*** Opening Document passage ***

From kerbside waste to healthier soils

Black bin-bag waste may soon find a use, as new research explores converting it into compost that will then help enrich soils on which bio-fuels are grown.

Composting may be the answer to dealing with mixed waste

Composting may be the answer to dealing with mixed waste

If successful, the on-going trials could provide a way of dealing with mountains of unsorted municipal waste now going to landfill, while helping restore fertility to disused or derelict land and reduce the costs of producing bio-fuels at the same time.

The research project, ran by Envar composting centre in Cambridgeshire, is the first attempt at an in-depth study of the effects of compost made from mixed waste on soils and crops.

"In the last six or seven years, there has been strong concentration on source separation," David Border, head of composting at Envar, told edie.

But even if recycling rates rise, giving increasing amounts of pure organic waste for composting, "there will always be circumstances under which source separation is not possible," David Border said.

Under the £4.5m research project, funded by Waste Recycling Environmental Limited under the Landfill Tax scheme, mixed municipal waste from the Greater Manchester region is shredded, cleaned of the bigger, inorganic elements, mixed with organic garden and kitchen waste, and composted.

The final product is used to help energy crops or grass grow on restored land, such as former colliery sites. Current waste management licensing regulations do not allow compost made from non-source separated waste to be used in food production, ruling out agricultural use.

The first bio-fuels, including willow, miscanthus and reed canary grass, will be planted on soil enriched with the experimental compost this spring. Biologists and soil scientists will then conduct detailed research into the physical and bio-chemical properties of the soil.

"We will be looking at the effects the addition of the compost has on the soil and growing crops," David Border said.

The four-year-long study will continue through to 2009, with two 1000 tonne batches of mixed-waste compost have already produced.

The compost will be used in the rehabilitation of limestone, grave and china clay spoil sites, as well as former collieries. Scientists will closely monitor plant growth and the soil properties over the four-year period.

The proportion of biodegradable municipal waste going to landfill has to reduce drastically if the UK is to meet EU Landfill Directive targets, which require a decrease to 75% from 1995 levels by 2010. Composting is one way of reaching these targets.

Biodegradable waste represents about 60% of the annual 29.1 million tonnes of municipal waste produced by Britain in 2003/4.

Although currently most UK compost is made using separated green waste, the Envar study could open the way to dealing with the simple fact that not everyone separates their rubbish.

*** Closing Document passage ***

Exercise prompt —
Answer from the article on composting mixed waste:
(a) Who funds the £4.5m research project, and under what scheme?
(b) Which bio-fuels will be the first planted on soil enriched with the experimental compost?
(c) About what share of Britain's 2003/4 municipal waste was biodegradable?

*** Opening Recorded data ***

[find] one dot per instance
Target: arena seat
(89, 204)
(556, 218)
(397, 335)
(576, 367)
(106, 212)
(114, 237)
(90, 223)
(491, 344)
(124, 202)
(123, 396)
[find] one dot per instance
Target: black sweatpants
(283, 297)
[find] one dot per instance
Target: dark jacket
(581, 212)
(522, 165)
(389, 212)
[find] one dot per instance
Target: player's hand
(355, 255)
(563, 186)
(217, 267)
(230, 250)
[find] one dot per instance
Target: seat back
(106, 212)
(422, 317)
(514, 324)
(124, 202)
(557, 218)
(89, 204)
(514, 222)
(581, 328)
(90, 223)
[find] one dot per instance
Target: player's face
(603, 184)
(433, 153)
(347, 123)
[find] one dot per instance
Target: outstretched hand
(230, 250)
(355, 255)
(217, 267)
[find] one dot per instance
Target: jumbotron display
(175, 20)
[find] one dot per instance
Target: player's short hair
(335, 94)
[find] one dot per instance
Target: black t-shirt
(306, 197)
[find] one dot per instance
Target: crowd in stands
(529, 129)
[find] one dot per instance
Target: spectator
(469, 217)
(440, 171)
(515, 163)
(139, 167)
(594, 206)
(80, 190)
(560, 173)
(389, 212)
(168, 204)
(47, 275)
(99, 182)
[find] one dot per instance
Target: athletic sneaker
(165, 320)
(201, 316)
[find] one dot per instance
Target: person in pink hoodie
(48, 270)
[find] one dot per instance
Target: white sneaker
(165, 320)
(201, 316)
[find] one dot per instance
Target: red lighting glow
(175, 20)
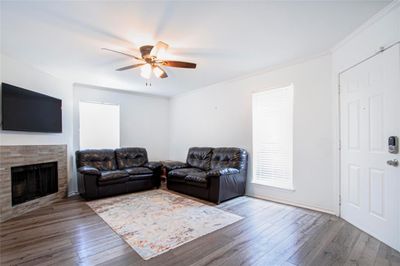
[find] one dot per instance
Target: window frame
(287, 185)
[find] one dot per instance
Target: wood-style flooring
(70, 233)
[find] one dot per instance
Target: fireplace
(33, 181)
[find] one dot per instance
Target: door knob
(394, 162)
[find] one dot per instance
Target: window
(98, 125)
(273, 138)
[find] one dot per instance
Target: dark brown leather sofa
(107, 172)
(213, 174)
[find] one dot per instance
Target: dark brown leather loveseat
(213, 174)
(110, 172)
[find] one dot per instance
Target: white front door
(370, 114)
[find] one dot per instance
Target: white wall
(220, 115)
(23, 75)
(380, 31)
(144, 118)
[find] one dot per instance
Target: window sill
(274, 186)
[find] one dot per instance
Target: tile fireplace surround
(19, 155)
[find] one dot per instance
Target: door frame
(381, 50)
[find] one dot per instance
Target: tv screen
(25, 110)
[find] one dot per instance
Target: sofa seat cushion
(197, 179)
(140, 177)
(139, 171)
(111, 175)
(131, 157)
(178, 175)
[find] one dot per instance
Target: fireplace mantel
(18, 155)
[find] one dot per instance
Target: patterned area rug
(156, 221)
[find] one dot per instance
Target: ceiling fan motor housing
(145, 50)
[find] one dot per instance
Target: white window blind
(98, 126)
(273, 137)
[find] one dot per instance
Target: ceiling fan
(150, 63)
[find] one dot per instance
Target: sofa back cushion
(199, 157)
(131, 157)
(229, 158)
(104, 159)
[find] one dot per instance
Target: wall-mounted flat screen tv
(25, 110)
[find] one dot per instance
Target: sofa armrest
(88, 170)
(172, 165)
(153, 165)
(222, 171)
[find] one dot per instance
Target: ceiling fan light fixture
(145, 71)
(158, 72)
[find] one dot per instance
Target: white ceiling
(225, 39)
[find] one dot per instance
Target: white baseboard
(295, 204)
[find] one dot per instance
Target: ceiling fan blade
(138, 58)
(129, 67)
(179, 64)
(160, 46)
(159, 72)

*** Closing Recorded data ***

Response —
(a) Waste Recycling Environmental Limited, under the Landfill Tax scheme.
(b) Willow, miscanthus and reed canary grass.
(c) About 60% of the 29.1 million tonnes produced.